● **CONSIGNES DE TRAVAIL**
1) Traduisez en anglais cette phrase du texte sur Brazzaville et The World Album : « L’idée séduit Fanie Fayar qui affirme son intention de soutenir un programme local d’éducation musicale pour enfants défavorisés dans les quartiers périphériques de Brazzaville. »
2) D'après le texte sur Brazzaville et The World Album, combien de langues l'album réunit-il ?

● **TEXTE FOURNI**
Brazzaville en écho au concert d’une planète
En coulisses de la effervescence musicale mondiale, la capitale du Congo-Brazzaville retrouve un éclat singulier. Le 1ᵉʳ août prochain, la sortie de The World Album International Artists Project, fresque de douze heures et demie pilotée par le producteur américain Brandon Beckwith, fera résonner deux cents artistes issus des cinq continents. Dans cette partition cosmopolite, la chanteuse Fanie Fayar devient l’un des visages les plus emblématiques, portant haut les couleurs de la République du Congo sans posture chauvine mais avec une conviction tranquille. « Ma voix défend un territoire qui ne s’excuse pas d’être multiple », confie-t-elle, tout sourire, dans un studio de Poto-Poto, avant de rejoindre une session d’enregistrement numérique partagée avec des partenaires du Japon et du Brésil.
Si l’initiative promet d’inscrire le projet dans la compétition des Grammy Awards et des Guinness Records, elle offre avant tout une tribune à la diplomatie culturelle congolaise. Les autorités nationales, par la voix de responsables du ministère en charge des Arts, saluent « l’étendard d’une modernité ancrée dans la tradition ». Entre le fleuve et les gratte-ciel en devenir, Brazzaville se rêve ainsi carrefour artistique où le poids de la rumba congolaise dialogue avec l’afro-soul, le cloud rap ou la house berlinoise.
Une odyssée polyglotte aux cent vingt et un styles
The World Album revendique l’ambition d’une cartographie sonore sans précédent. Quatre-vingt-treize langues, cent vingt-et-un genres et sous-genres, des percussions mandingues aux textures électro-expérimentales : l’œuvre entend faire tomber les frontières autant esthétiques que géographiques. Brandon Beckwith décrit « une anthologie du présent dont chaque titre murmure l’espoir d’un avenir partagé ».
Dans cet ensemble, la voix grave et modulée de Fanie Fayar joue l’équilibriste entre les polyrythmies traditionnelles téké, des inflexions de gospel apprises à la chorale paroissiale, et une mise en scène vocale rappelant les standards néo-soul. L’artiste présente un titre inédit où le lingala se frotte à l’anglais et au swahili, approche qu’elle défend comme un miroir de ses voyages récents à Kinshasa, Nairobi et Paris. Une manière élégante de rappeler que l’identité se nourrit des circulations plutôt que des frontières.
L’éthique au-devant de la scène musicale
Au-delà de la prouesse artistique, le projet revendique un mécanisme contractuel innovant : les deux cents participants conservent l’intégralité de leurs droits et s’engagent, s’ils le souhaitent, à reverser la moitié de leurs revenus à des actions sociales dans leurs pays. L’idée séduit Fanie Fayar qui affirme son intention de soutenir un programme local d’éducation musicale pour enfants défavorisés dans les quartiers périphériques de Brazzaville. « L’album trace une diagonale entre l’art et la responsabilité », pose-t-elle, persuadée que la solidarité reste la meilleure caisse de résonance de la création.
Cette philosophie prolonge des orientations déjà portées par les politiques publiques congolaises en faveur de l’économie créative. Les dispositifs d’accompagnement, souvent discrets mais existants, trouvent ici matière à se déployer sur un terrain international où le talent individuel se conjugue avec l’intérêt collectif.

[Étiquettes de points d'objets]
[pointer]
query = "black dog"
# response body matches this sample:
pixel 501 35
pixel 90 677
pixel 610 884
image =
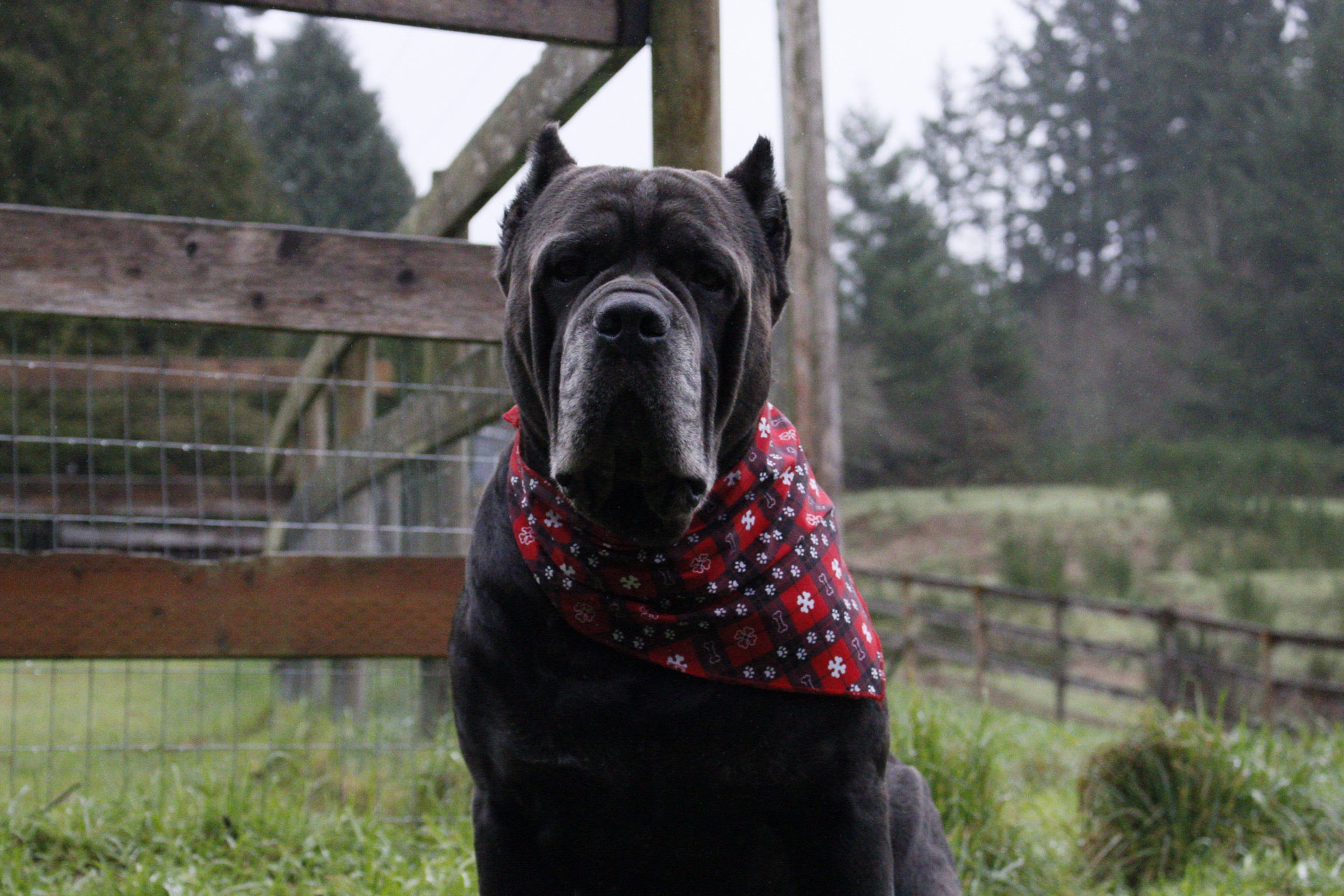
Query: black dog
pixel 640 305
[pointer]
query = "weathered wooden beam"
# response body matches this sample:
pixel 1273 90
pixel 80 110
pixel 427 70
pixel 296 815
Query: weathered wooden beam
pixel 206 272
pixel 561 83
pixel 687 120
pixel 419 425
pixel 589 22
pixel 104 372
pixel 812 274
pixel 118 606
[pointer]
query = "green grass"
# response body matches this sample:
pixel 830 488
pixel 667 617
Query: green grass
pixel 1007 785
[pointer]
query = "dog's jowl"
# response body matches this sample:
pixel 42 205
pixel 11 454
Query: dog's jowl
pixel 664 679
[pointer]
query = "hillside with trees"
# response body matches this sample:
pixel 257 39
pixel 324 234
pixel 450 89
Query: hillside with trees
pixel 1161 183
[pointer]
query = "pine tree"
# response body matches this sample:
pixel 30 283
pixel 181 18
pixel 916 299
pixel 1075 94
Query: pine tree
pixel 323 136
pixel 1078 144
pixel 96 112
pixel 936 390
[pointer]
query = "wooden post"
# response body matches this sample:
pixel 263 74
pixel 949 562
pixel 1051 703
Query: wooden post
pixel 980 638
pixel 816 372
pixel 299 678
pixel 354 413
pixel 1266 676
pixel 687 125
pixel 910 656
pixel 1168 673
pixel 1060 660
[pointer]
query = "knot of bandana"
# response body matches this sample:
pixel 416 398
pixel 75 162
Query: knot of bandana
pixel 756 593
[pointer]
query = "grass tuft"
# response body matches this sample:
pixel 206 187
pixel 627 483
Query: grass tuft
pixel 1183 790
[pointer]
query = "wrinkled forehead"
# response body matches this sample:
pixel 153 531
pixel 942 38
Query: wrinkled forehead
pixel 663 211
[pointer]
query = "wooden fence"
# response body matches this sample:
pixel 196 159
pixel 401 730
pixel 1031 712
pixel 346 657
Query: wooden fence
pixel 1123 650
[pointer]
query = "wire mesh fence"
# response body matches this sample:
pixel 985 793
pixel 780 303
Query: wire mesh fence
pixel 160 438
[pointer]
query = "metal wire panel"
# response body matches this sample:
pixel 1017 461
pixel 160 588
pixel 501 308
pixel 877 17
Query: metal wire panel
pixel 152 438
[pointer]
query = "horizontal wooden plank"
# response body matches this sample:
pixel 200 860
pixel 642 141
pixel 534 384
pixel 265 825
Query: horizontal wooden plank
pixel 206 272
pixel 239 375
pixel 118 606
pixel 592 22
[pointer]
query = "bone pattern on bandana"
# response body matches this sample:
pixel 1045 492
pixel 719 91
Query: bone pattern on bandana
pixel 756 593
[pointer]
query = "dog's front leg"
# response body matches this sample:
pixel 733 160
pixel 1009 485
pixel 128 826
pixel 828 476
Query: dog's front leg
pixel 508 860
pixel 844 846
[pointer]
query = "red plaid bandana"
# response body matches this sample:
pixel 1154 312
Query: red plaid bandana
pixel 756 592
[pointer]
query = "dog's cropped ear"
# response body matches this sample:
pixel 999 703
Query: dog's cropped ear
pixel 756 176
pixel 546 159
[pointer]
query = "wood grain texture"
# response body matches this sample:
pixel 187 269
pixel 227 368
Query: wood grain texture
pixel 118 606
pixel 561 83
pixel 237 375
pixel 592 22
pixel 203 272
pixel 687 118
pixel 420 424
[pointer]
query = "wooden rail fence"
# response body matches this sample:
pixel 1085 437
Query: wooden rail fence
pixel 1189 657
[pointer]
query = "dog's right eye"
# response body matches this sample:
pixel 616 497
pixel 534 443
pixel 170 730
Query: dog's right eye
pixel 568 269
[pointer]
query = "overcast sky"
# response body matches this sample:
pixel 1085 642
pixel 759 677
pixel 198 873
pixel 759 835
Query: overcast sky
pixel 437 86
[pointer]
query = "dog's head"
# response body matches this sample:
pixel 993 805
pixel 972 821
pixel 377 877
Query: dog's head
pixel 640 305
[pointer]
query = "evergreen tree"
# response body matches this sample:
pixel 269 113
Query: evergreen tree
pixel 1081 141
pixel 937 386
pixel 323 136
pixel 1275 277
pixel 96 112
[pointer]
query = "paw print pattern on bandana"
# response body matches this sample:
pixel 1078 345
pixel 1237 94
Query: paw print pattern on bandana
pixel 755 594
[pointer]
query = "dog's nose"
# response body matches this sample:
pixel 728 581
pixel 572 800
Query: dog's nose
pixel 631 320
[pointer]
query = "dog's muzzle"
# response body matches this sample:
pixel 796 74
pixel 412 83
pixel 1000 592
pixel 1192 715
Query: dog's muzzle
pixel 631 448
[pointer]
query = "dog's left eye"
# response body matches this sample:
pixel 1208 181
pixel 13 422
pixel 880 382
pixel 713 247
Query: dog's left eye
pixel 568 269
pixel 708 279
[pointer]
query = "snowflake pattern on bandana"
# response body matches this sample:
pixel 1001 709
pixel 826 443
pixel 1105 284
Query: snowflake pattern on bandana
pixel 756 593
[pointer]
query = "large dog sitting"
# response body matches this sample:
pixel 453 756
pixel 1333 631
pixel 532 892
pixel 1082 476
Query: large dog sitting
pixel 663 679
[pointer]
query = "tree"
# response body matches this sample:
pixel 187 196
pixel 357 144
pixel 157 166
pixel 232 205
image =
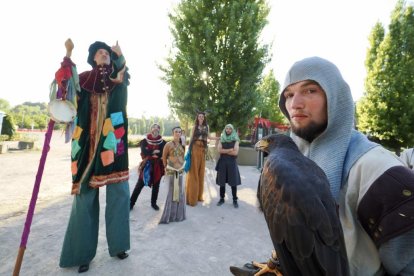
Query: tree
pixel 217 61
pixel 269 99
pixel 386 111
pixel 4 105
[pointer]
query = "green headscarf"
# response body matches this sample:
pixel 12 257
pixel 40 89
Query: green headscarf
pixel 224 138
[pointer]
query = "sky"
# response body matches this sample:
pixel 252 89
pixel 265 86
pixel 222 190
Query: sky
pixel 33 34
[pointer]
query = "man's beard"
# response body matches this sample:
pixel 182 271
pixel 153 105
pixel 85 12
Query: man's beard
pixel 310 132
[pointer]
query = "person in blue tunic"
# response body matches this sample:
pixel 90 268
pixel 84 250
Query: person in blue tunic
pixel 227 169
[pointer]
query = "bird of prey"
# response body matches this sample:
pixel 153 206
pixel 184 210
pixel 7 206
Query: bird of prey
pixel 300 211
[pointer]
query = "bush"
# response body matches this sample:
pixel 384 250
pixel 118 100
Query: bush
pixel 4 137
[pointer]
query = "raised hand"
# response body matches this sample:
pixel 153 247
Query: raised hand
pixel 69 47
pixel 117 49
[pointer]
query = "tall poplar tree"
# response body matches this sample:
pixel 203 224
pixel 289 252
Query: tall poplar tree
pixel 216 61
pixel 269 99
pixel 386 111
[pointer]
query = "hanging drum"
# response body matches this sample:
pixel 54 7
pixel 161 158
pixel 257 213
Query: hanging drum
pixel 61 111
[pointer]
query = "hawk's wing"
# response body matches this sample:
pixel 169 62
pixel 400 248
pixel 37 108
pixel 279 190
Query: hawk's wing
pixel 301 215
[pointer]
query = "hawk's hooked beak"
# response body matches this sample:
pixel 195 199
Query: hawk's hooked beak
pixel 261 145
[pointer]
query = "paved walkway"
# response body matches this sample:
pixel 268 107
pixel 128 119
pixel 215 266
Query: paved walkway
pixel 207 243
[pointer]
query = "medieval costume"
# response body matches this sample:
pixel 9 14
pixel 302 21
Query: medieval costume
pixel 195 176
pixel 99 157
pixel 371 185
pixel 151 168
pixel 226 167
pixel 174 209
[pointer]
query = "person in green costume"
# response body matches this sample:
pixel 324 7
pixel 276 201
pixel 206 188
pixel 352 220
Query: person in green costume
pixel 99 157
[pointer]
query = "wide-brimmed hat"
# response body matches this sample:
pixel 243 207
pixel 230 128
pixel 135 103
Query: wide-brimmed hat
pixel 94 48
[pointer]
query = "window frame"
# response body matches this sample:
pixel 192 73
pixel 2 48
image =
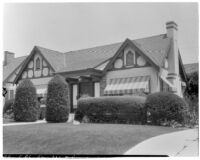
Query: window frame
pixel 125 58
pixel 36 64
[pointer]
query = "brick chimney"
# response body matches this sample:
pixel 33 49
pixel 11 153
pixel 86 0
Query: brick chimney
pixel 173 58
pixel 8 57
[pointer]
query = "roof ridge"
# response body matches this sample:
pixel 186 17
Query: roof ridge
pixel 114 43
pixel 48 49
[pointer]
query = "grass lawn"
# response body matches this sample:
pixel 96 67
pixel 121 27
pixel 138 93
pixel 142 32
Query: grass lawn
pixel 65 138
pixel 6 121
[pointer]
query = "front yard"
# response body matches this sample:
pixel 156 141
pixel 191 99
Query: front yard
pixel 65 138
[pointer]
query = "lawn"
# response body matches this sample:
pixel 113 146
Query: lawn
pixel 65 138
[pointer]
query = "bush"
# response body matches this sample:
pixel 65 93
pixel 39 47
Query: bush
pixel 42 113
pixel 57 104
pixel 8 106
pixel 113 109
pixel 26 107
pixel 165 107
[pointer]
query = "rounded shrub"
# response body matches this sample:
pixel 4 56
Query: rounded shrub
pixel 165 106
pixel 112 109
pixel 26 107
pixel 57 103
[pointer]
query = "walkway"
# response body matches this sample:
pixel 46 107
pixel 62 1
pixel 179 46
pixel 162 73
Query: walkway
pixel 24 123
pixel 182 143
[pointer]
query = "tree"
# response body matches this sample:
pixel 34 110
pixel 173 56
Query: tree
pixel 57 106
pixel 26 107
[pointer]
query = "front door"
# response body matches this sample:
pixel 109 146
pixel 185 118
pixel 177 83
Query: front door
pixel 86 89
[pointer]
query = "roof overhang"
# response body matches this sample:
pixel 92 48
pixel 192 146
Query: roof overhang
pixel 81 74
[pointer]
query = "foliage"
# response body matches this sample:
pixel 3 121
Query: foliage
pixel 57 104
pixel 165 107
pixel 8 106
pixel 42 113
pixel 113 109
pixel 26 107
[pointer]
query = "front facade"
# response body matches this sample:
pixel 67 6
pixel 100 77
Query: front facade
pixel 133 67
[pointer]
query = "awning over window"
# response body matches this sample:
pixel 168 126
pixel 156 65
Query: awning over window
pixel 41 91
pixel 128 85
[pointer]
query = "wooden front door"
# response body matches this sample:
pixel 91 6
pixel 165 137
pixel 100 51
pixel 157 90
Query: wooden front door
pixel 86 89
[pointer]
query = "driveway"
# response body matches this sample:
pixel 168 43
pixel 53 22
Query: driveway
pixel 181 143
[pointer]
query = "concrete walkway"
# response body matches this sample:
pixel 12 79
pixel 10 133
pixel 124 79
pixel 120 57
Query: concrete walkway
pixel 70 119
pixel 24 123
pixel 182 143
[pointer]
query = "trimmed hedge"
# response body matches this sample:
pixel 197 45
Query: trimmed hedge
pixel 42 113
pixel 26 107
pixel 57 103
pixel 165 106
pixel 8 106
pixel 113 109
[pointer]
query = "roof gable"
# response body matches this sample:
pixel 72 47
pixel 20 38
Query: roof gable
pixel 34 51
pixel 11 68
pixel 154 47
pixel 133 45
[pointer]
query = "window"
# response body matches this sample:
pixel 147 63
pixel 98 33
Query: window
pixel 129 59
pixel 11 94
pixel 38 63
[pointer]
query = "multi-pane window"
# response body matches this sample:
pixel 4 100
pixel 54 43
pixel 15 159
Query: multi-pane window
pixel 11 94
pixel 129 59
pixel 38 63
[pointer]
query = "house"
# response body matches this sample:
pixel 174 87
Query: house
pixel 132 67
pixel 191 68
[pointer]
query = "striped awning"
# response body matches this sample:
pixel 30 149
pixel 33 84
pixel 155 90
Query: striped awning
pixel 130 85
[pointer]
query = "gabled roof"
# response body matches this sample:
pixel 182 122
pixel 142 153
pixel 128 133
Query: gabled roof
pixel 55 58
pixel 191 68
pixel 12 66
pixel 155 47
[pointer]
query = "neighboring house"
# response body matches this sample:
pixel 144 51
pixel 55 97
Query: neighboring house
pixel 132 67
pixel 191 68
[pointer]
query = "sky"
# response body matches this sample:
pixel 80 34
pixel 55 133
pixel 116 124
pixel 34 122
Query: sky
pixel 71 26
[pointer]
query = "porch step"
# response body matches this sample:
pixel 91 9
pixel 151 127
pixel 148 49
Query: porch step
pixel 71 117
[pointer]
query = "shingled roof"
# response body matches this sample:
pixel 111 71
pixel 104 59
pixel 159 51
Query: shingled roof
pixel 155 47
pixel 191 68
pixel 12 66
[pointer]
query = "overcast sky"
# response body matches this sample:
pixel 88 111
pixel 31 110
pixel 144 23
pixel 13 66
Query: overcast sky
pixel 72 26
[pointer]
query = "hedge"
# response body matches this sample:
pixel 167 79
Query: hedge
pixel 42 113
pixel 112 109
pixel 8 106
pixel 165 106
pixel 57 103
pixel 26 107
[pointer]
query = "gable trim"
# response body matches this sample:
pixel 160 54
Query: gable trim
pixel 13 72
pixel 35 49
pixel 134 46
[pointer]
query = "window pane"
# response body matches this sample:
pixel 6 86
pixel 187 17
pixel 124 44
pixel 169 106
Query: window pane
pixel 129 59
pixel 37 63
pixel 11 94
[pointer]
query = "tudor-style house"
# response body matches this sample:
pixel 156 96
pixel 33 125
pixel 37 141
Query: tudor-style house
pixel 133 67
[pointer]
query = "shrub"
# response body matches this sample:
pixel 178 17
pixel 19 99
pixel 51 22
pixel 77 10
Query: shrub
pixel 25 106
pixel 42 113
pixel 57 104
pixel 113 109
pixel 8 106
pixel 165 106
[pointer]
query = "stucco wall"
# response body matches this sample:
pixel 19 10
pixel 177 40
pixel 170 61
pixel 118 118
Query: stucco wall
pixel 133 72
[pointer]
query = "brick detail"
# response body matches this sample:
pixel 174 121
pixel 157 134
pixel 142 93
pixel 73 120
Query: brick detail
pixel 102 85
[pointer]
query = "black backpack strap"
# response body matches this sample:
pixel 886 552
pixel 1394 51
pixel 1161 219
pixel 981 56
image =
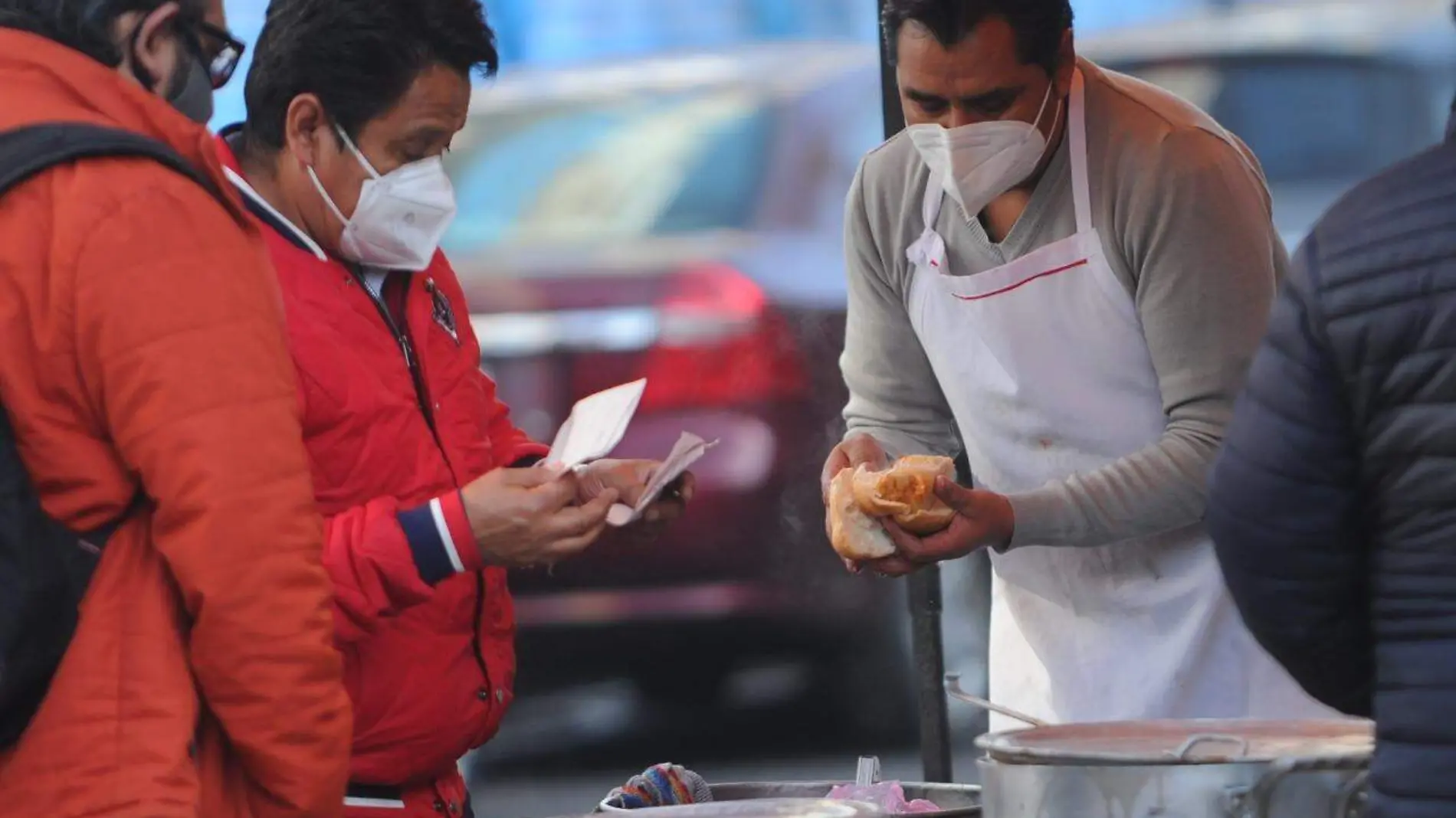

● **RÉPONSES PAR TÂCHE**
1) The idea appeals to Fanie Fayar, who states her intention to support a local music education program for underprivileged children in the outlying neighborhoods of Brazzaville.

2) Quatre-vingt-treize langues.